Tasks:
1: Repeat word for word the part of the passage on rural societies that opens with the words containing "The enterprise most" and closes with "may mean failure.".
2: List the things that, according to the passage on rural societies, secret societies and benevolent orders afford their members.

Article:
________________________________________

Secret societies and benevolent orders have a large following among rural and village people. They are popular because they perform a very valuable social service. No institution carries on its social function with greater success, and for this reason it is rather strange that rural sociology has not studied these organizations more seriously. Because they afford fellowship, recreation, and comradeship, their appeal is very great indeed to those who feel the hardships of physical isolation. These societies do not limit their usefulness to community welfare in a narrow sense, for they tie their following to similar organizations in other localities and make possible an exchange of interests that socializes in a marked degree. It is true that each serves a limited number of people in the community, but the cleavage is along natural lines and does not provoke feuds or neighborhood hostility.
The one great danger that they create in some small places is the fact that there are so many of them that they capture nearly every evening of the week and make it difficult for any community-wide enterprise to obtain a free evening to bring all the people together. It is also true that some of them fail to take a serious interest in the community welfare, being content merely to enjoy the fellowship that they make possible.
This latter criticism cannot be justly made respecting the rural society strongest in the eastern section of the country—the Patrons of Husbandry. This society, popularly known as the Grange, affords contact with outside organizations, but it also takes a very practical and sane interest in its own community. No movement has done more to conserve the best of country life; no organization has in the country maintained so sincere a democracy. Unlike most secret societies, it has made a family appeal and has interested husband, wife, and children. It has taken a constructive attitude toward legislation of importance to farmers, and rural life has certainly become greatly indebted to its efficient socializing efforts.
The enterprise most successfully socializing country life is the business of farming itself. The farmer, who once maintained so large a degree of economic independence, has of necessity become a man of commerce, as seriously concerned and nearly as consciously interested in business conditions as the city merchant. This situation is one of the burdens of farming. The farmer must both produce and sell his crop. Lack of skill in either undertaking may mean failure.

________________________________________

Data shown:
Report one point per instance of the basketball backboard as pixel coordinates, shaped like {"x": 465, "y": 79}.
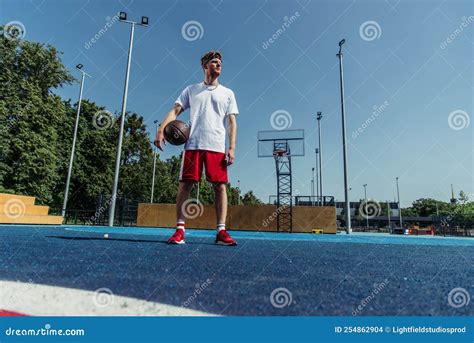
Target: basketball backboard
{"x": 280, "y": 143}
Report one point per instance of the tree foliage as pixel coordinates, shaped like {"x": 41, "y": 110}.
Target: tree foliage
{"x": 36, "y": 130}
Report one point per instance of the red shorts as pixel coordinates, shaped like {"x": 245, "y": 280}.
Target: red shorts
{"x": 214, "y": 162}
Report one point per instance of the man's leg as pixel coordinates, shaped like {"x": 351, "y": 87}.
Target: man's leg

________________________________________

Expected responses:
1:
The enterprise most successfully socializing country life is the business of farming itself. The farmer, who once maintained so large a degree of economic independence, has of necessity become a man of commerce, as seriously concerned and nearly as consciously interested in business conditions as the city merchant. This situation is one of the burdens of farming. The farmer must both produce and sell his crop. Lack of skill in either undertaking may mean failure.

2: Fellowship, recreation, and comradeship.